Requirement:
Change "Mark its position" to "Indicate its location" in the rows starting at the line that contains "The building facade" and ending at the last row, and give those lines again with nothing else altered.

(Region annotation entries)
— Start —

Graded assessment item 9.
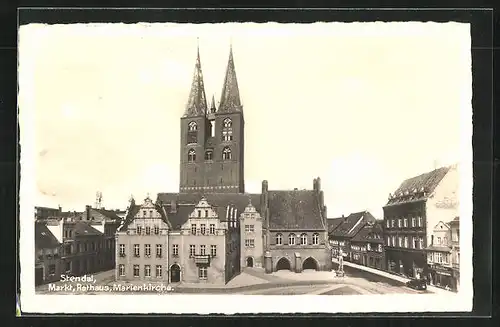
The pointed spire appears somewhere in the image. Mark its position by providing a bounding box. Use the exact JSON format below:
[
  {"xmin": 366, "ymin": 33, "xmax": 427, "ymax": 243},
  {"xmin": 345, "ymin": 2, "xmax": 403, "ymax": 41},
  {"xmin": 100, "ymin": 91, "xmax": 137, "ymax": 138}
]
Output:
[
  {"xmin": 210, "ymin": 95, "xmax": 217, "ymax": 112},
  {"xmin": 184, "ymin": 40, "xmax": 207, "ymax": 117},
  {"xmin": 218, "ymin": 44, "xmax": 243, "ymax": 112}
]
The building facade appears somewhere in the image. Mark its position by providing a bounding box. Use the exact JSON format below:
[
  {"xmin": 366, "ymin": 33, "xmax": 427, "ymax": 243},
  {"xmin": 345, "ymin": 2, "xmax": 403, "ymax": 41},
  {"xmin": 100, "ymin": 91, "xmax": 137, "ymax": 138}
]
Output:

— End —

Result of this exercise:
The building facade appears somewhere in the image. Indicate its location by providing a bounding box. Use the exact JSON format below:
[
  {"xmin": 366, "ymin": 33, "xmax": 427, "ymax": 243},
  {"xmin": 345, "ymin": 2, "xmax": 403, "ymax": 41},
  {"xmin": 100, "ymin": 91, "xmax": 137, "ymax": 138}
]
Output:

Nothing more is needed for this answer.